What you are asked to do -
Return every line of the data that contains the string "this".

Records supplied -
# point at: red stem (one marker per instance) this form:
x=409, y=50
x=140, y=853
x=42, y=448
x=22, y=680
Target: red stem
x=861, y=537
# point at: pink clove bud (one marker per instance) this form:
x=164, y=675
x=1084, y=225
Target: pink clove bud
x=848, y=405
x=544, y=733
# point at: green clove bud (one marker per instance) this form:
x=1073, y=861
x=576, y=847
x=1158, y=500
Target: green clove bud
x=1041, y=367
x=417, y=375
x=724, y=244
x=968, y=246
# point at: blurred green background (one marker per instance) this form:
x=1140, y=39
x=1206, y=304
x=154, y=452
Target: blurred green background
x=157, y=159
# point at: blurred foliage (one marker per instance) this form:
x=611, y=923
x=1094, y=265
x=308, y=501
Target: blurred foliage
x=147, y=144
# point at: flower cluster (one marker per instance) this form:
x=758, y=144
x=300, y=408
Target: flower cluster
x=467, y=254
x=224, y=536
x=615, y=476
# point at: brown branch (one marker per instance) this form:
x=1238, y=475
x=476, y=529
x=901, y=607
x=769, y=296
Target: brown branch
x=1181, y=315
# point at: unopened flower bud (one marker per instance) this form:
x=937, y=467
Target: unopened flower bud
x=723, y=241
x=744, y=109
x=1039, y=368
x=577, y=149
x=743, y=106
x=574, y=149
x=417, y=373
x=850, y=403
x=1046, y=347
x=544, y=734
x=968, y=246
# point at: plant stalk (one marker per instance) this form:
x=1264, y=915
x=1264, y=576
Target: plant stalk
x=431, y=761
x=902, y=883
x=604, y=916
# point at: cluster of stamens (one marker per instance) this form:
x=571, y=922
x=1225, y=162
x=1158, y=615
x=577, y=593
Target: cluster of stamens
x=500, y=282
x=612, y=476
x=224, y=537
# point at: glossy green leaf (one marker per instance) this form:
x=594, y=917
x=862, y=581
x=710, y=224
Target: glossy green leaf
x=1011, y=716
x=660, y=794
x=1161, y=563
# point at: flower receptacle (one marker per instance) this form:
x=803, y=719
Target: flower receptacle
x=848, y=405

Completed exercise -
# point at: red stem (one marker per instance) this form:
# point at: pink clove bud (one marker per instance) this form:
# point at: green clove bud (one marker per instance) this form:
# point at: blurred green background (one marker per instance) this form:
# point at: blurred foliage (one marker per instance) this form:
# point at: flower cluster (one marker per instance) this form:
# point at: brown branch (one marker per instance) this form:
# point at: unopened flower bud (one marker per instance) this form:
# point at: plant stalk (one marker per instance) this form:
# point at: cluster of stamens (one marker per instance) this form:
# point at: glossy green leaf (one marker per instance) this form:
# point at: flower receptacle (one marker per instance) this form:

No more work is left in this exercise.